[WHAT THE TASK ASKS]: Reproduce the records starting with the line that contains "Tag the tram with" and going on through the last line of the records, both ends included. Multiply each x and y coordinate in the answers by 1.35 and round to whole numbers, halves up, leaving all other text and numbers unchanged and giving only these lines.

>> start RECORD LIST

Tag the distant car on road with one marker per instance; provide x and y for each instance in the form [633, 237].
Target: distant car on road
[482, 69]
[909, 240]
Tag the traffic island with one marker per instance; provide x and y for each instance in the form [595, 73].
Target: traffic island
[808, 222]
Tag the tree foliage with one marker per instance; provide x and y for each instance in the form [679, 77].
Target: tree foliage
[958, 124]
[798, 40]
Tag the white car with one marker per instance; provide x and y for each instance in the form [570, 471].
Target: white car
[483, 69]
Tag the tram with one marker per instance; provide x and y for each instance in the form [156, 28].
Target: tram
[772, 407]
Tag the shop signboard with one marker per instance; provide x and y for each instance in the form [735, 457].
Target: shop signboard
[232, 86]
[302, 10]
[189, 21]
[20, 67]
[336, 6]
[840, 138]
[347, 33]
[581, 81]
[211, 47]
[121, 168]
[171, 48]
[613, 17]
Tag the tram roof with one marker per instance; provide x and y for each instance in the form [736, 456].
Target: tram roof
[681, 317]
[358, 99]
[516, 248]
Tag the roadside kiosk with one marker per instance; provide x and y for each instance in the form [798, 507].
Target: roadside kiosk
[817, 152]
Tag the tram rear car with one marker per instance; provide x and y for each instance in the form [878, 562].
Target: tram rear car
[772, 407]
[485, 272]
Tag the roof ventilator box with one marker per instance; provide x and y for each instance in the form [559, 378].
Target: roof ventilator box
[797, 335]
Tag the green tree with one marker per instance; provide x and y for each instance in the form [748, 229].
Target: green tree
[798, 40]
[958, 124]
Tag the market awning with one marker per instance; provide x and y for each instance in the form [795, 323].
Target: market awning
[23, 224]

>> end RECORD LIST

[WRITTEN ANSWER]:
Tag the tram with one marker per instance; provide x and y for each instance in the form [156, 28].
Target: tram
[1042, 549]
Tag the shop signboard with one marker per instance; provide x and y for each instance in the form [735, 457].
Target: shop signboard
[313, 116]
[408, 14]
[255, 28]
[27, 90]
[454, 8]
[1134, 186]
[468, 45]
[784, 109]
[285, 63]
[163, 227]
[231, 65]
[828, 23]
Tag the tram roof with one marker per instance; provide x and y for each instance in the form [736, 456].
Target: tram roof
[919, 428]
[483, 134]
[697, 335]
Tag the roadside kiosk with one marker per instance; provide x and y for each instance in the form [798, 507].
Target: roadside kiosk
[1103, 205]
Tag the tram rear car with one marker per instance; provide x and y for each instance in the form [878, 562].
Target: tram rear car
[1042, 549]
[655, 367]
Tag the roof ventilator box with one marker per instance; provide x and y for each instance in the form [559, 378].
Target: roof ventilator box
[1076, 452]
Tag the green tree with one marker per instance; provide x and y for each instance in the form [748, 229].
Target: green tree
[1077, 54]
[1293, 167]
Tag the market awning with one marker per instance; provide x and y for each instance in the form [795, 323].
Target: market awning
[31, 302]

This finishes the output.